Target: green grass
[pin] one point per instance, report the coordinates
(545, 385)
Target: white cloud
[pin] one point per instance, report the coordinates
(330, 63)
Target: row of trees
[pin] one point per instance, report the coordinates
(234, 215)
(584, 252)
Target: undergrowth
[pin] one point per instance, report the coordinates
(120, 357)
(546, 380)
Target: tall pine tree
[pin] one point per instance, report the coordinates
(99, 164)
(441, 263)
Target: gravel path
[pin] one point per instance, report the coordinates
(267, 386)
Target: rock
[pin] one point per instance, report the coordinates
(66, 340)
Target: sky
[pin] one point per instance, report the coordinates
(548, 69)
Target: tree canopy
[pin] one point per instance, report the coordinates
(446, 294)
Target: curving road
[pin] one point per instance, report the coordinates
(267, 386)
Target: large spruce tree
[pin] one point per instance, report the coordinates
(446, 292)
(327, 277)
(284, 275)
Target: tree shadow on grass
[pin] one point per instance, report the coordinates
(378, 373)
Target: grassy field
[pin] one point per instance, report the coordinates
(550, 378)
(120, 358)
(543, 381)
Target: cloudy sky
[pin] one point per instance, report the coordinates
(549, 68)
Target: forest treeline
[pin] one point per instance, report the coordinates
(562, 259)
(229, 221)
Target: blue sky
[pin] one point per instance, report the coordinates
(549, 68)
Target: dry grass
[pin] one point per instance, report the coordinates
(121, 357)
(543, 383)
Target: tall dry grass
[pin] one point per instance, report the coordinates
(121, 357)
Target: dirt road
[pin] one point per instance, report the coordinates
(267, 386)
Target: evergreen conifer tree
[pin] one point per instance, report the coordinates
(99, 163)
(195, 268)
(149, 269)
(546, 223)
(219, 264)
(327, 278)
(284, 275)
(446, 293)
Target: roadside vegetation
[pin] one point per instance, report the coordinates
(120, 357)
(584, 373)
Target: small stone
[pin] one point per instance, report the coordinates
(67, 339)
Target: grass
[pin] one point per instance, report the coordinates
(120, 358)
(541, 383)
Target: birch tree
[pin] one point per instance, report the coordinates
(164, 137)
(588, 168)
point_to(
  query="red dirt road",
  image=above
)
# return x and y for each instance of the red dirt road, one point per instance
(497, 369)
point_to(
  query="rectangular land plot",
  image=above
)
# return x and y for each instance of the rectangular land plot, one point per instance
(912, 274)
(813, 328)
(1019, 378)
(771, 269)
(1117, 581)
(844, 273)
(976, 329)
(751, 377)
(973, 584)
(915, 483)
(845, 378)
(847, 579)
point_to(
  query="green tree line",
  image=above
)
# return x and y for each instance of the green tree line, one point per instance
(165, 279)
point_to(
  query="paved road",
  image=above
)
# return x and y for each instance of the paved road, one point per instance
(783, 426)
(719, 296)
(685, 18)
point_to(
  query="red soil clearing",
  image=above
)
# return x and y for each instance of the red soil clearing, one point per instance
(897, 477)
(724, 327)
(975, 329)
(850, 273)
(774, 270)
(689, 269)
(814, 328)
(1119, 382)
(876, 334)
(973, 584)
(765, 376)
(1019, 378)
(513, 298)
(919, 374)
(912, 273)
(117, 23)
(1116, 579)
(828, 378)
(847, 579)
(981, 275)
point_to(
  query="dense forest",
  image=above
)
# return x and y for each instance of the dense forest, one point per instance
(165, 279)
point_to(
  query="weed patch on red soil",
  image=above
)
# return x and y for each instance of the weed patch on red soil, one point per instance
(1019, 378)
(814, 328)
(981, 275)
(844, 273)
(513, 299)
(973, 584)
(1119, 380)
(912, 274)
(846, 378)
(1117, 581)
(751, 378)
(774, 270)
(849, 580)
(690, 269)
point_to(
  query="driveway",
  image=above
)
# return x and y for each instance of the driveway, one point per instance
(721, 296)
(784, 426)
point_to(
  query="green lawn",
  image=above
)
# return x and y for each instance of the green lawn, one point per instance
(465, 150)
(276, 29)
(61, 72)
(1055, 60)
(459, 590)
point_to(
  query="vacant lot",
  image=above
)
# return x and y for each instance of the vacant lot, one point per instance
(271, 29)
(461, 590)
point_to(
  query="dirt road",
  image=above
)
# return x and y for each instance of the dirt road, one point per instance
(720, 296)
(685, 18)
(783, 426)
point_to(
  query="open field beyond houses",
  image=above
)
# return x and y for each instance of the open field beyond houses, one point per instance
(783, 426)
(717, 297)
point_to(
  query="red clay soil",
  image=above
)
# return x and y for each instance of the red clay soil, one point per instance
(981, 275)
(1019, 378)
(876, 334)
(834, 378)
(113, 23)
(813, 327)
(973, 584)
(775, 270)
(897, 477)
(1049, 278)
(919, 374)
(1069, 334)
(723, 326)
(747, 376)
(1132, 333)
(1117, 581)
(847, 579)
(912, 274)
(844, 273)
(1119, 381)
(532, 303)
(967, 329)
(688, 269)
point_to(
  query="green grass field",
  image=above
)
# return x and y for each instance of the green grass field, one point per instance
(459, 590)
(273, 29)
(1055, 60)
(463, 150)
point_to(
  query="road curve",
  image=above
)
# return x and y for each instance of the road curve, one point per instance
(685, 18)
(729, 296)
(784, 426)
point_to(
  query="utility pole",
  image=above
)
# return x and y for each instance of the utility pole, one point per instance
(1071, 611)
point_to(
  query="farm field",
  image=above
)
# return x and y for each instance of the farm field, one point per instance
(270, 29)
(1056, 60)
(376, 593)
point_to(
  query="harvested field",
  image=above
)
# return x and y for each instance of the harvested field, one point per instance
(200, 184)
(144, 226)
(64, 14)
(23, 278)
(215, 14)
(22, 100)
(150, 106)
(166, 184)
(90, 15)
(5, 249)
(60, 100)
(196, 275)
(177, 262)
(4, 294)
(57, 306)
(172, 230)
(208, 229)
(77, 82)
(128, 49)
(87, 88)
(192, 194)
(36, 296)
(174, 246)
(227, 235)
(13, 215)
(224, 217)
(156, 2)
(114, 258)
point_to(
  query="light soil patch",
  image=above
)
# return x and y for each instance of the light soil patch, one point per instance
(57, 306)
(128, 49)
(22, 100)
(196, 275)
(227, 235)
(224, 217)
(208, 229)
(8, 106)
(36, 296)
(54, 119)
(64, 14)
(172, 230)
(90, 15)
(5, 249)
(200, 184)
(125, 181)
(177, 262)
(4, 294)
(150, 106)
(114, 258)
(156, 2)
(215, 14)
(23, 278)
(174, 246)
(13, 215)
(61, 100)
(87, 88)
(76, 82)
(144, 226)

══════

Gather and copy every line of the data in which the string "tall" is found.

Target: tall pine tree
Target: tall dry grass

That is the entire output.